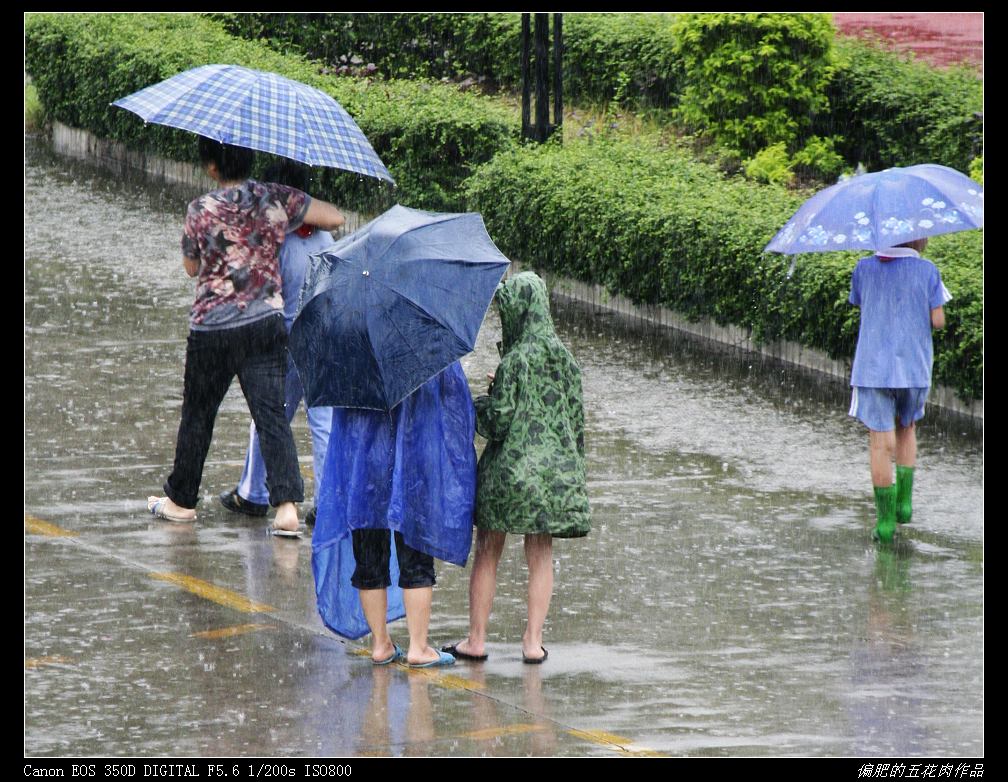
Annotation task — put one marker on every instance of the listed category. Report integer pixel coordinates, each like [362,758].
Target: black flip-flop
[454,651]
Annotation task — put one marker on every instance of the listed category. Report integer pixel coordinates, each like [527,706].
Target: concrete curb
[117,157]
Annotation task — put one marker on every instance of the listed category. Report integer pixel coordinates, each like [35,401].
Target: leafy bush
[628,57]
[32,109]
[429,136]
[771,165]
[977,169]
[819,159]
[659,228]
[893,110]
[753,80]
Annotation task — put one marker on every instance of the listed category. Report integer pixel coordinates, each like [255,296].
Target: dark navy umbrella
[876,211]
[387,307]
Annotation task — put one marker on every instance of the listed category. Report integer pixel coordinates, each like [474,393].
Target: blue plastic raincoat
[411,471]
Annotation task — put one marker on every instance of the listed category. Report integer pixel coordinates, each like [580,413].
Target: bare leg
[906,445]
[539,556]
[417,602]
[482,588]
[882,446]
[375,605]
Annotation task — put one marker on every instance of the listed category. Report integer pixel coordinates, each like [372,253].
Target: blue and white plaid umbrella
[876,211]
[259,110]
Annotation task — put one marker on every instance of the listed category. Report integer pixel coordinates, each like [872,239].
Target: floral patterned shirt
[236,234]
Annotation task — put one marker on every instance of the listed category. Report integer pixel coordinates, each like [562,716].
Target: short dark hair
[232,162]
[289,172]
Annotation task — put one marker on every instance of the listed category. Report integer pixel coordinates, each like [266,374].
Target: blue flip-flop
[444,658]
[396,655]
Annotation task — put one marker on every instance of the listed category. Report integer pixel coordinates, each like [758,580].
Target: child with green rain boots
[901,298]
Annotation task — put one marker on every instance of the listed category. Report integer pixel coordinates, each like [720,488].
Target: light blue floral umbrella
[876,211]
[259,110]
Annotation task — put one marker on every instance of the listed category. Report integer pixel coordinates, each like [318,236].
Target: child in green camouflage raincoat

====

■ **WRITTEN REQUEST**
Copy all of the data above with every occurrence of "umbrella" swapped for "parasol", leaving everything else unchanged. Omit the pictures from your answer.

■ **FINISHED EXERCISE**
Annotation task — put one marker on every instance of the listed category. Report integer pixel coordinates, each like [362,758].
Target: black flip-flop
[454,651]
Annotation task — put one marker on every instance of the listed category. Report integer pixel coordinates, each like [527,706].
Target: concrete curb
[117,157]
Annotation task — put one marker on every instance of the listed category. Report integer pixel coordinates, each like [35,401].
Target: leafy bush
[628,57]
[32,109]
[429,136]
[771,165]
[977,169]
[819,159]
[659,228]
[893,110]
[753,80]
Annotation task — put one marker on every instance of the listed category. Report integer pixel coordinates, each like [255,296].
Target: dark navy parasol
[876,211]
[387,307]
Annotation task — put one marker on every instance of the listed category. Report integer pixel coordinates, each like [474,393].
Target: blue plastic raincoat
[411,471]
Annotation task — put one marker on every instance of the listed category. Report integer pixel coordinates, each like [580,413].
Target: bare leg
[906,445]
[539,556]
[417,602]
[482,588]
[882,446]
[375,605]
Annotation task — put one marker on every instance of the listed category. Report integer pixel coordinates, each like [372,253].
Target: blue and white plaid parasol
[876,211]
[259,110]
Annotation task — put one marker on every instance of the listed category. Report integer pixel coordinates, each like [872,239].
Target: floral patterned shirt
[236,234]
Annotation task — put one marker on every instance of the listed category. Report integer pixel coordinates, each like [562,716].
Target: short dark hair
[232,162]
[289,172]
Annotation task — put one marker on every instance of the listed category. Report integer pixel coordinates, each like [266,374].
Target: blue flip-flop
[444,658]
[396,655]
Annotation task — put one marker on every instance of the listed category. Report integer pixel coordinates, each like [758,580].
Target: child with green rain boots
[901,298]
Annotation task — put one marker on every instance of the listed category. Report integer pixel coordinates, each like [720,488].
Target: light blue floral parasol
[876,211]
[259,110]
Annotation task — put one marker on every instance of the listed category. Report integer pixel coordinates, each like [318,236].
Target: child in green camouflage raincoat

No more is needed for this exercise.